==== Exercise materials ====

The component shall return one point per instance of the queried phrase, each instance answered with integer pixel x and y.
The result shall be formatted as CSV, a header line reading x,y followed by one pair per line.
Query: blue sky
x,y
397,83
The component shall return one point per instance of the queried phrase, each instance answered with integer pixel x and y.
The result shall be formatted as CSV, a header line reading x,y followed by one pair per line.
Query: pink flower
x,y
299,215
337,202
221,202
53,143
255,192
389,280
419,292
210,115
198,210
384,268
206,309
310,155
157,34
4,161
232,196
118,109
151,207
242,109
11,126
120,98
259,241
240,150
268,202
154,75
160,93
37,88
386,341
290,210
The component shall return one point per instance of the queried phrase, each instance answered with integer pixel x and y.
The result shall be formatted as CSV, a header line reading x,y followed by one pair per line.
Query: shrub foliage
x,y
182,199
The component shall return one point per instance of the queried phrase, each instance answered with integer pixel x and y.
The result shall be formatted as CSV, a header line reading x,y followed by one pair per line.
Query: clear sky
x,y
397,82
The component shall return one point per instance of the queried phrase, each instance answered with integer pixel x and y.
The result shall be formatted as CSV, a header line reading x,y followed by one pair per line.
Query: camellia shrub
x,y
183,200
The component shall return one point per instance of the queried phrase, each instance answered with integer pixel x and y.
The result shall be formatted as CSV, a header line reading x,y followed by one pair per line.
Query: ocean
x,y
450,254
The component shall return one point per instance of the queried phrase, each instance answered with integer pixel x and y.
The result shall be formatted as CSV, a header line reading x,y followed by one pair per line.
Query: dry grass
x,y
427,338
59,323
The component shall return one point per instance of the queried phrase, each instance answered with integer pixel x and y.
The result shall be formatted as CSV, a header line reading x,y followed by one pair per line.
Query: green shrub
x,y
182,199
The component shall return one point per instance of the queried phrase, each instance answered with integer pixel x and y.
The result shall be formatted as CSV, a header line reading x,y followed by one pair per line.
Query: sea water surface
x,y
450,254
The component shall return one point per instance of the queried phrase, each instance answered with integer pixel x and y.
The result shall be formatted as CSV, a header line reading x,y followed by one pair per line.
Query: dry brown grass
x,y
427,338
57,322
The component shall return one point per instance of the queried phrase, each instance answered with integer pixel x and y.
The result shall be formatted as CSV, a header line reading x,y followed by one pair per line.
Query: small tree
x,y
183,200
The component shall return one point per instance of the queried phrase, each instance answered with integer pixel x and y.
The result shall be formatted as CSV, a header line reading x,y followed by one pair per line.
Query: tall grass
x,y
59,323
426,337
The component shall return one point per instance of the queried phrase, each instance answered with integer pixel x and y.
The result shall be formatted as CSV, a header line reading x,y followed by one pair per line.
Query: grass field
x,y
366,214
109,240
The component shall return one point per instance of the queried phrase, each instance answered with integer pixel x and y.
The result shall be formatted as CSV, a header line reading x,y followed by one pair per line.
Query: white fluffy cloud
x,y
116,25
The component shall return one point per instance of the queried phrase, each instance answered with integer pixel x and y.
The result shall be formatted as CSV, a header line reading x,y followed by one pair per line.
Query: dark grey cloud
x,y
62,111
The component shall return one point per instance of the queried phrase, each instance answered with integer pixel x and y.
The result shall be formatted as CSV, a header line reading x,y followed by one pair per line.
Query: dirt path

====

### Requirement
Pull out every line of the rows above that contains the word "shrub", copying each line in full.

### Task output
Query: shrub foliage
Query: camellia shrub
Query: green shrub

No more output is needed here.